◆ Text provided:
^^^^^^^^

Estimated Demand Function for Water
Attributes
Medium: Water
Country: Philippines
Analytical Framework(s): Contingent Valuation, Market Price of Output
Study Date: 1995
Publication Date: 1998
Major Result(s)
Functional Transfer: The following demand equation (vended water alone Dw1; R2 = 0.418, DW = 1.893, intercept se = 1.57) for (including free public faucets) in double-log form was estimated by two-stage least squares (2SLS):
Dw1 = 7.092 - 2.092 APRICE + 0.254 INCOME + 0.411 HHSIZE - 2.464 HOSEF - 1.063 HOSEC - 2.016 PKUPMS - 0.257 PKUPDW - 8.845 PLFAUCET - 0.074 DISTANCE + 0.094 TRBDY + 0.891 TASTE,while the demand equation (Dw2; R2 = 0.818, DW = 1.937, intercept se = 3.17) for water based on households using both vended water (including free public faucets) and water distributed by Metro Manila's water agency, Metropolitan Waterworks and Sewerage System (MWSS) in double-log form and estimated by 2SLS is shown by the following:
Dw2 = 2.153 - 0.492 APRICE + 0.173 INCOME + 0.351 HHSIZE - 0.851 HOSEF - 0.419 HOSEC - 0.642 PKUPMS - 0.155 PKUPDW - 2.329 PLFAUCET - 0.085 DISTANCE + 0.059 TRBDY + 0.073 TASTE,where APRICE is the average price of water (Dw1 significant at 10%, se = -1.71; Dw2 significant at 1%, se = -7.58), INCOME is the monthly household income in thousand pesos (Dw1 significant at 10%, se = 3.17; Dw2 significant at 1%, se = 3.03), HHSIZE is the household size (Dw1 significant at 1%, se = 3.93; Dw2 significant at 1%, se = 4.33), HOSEF is = 1 if by hose at fixed charge and 0 otherwise (Dw1 significant at 10%, se = -1.90; Dw2 significant at 1%, se = -6.73), PKUPMS = 1 if picked up from public faucet and 0 otherwise (Dw1 significant at 10%, se = -1.85; Dw2 significant at 1%, se = -4.49), PKUPDW = 1 if picked up from households using tubewells and 0 otherwise (Dw1 se = -1.17; Dw2 se = -0.85), PLFAUCET = 1 if picked up from public faucet and 0 otherwise (Dw1 significant at 10%, se = -1.76; Dw2 significant at 1%, se = -9.05), DISTANCE is the distance from source in meters (Dw1 se = -1.63; Dw2 significant at 1%, se = -2.19), TRBDY = 1 if without particles and 0 otherwise (Dw1 se = 0.79; Dw2 se = 0.69), and TASTE = 1 if water has good taste and 0 otherwise (Dw1 se = 1.34; Dw2 se = 0.38). Average price, household income, and household size coefficients were all expectedly very significant. The dummy variables representing the mode of vending water were also statistically significant.

^^^^^^^^

◆ Listing:
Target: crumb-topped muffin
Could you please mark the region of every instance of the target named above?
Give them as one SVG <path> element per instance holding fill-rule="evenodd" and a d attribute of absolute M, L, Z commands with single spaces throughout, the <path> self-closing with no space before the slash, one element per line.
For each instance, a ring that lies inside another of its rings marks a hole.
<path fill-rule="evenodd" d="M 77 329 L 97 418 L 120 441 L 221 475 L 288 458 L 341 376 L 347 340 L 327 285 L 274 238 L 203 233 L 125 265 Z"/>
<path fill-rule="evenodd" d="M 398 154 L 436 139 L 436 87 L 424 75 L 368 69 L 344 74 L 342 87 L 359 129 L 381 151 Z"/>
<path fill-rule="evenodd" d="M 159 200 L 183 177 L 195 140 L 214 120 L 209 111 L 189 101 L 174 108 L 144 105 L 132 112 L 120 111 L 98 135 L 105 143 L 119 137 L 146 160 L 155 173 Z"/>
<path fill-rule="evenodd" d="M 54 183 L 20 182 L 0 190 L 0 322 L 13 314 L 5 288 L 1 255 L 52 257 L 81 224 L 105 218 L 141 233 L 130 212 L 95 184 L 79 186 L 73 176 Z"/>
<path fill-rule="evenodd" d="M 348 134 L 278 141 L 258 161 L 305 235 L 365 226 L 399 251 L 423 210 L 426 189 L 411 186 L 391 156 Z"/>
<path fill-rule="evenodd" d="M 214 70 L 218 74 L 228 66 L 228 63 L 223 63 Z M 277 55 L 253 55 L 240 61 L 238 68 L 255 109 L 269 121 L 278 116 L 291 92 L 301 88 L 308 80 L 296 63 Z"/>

^^^^^^^^

◆ Tasks to complete:
(1) In the water demand text, what estimation method was used for both demand equations?
(2) Duplicate the stretch of the water demand text from "Estimated Demand Function" through "Major Result(s)".

◆ Answers to the problems:
(1) Two-stage least squares (2SLS).

(2)
Estimated Demand Function for Water
Attributes
Medium: Water
Country: Philippines
Analytical Framework(s): Contingent Valuation, Market Price of Output
Study Date: 1995
Publication Date: 1998
Major Result(s)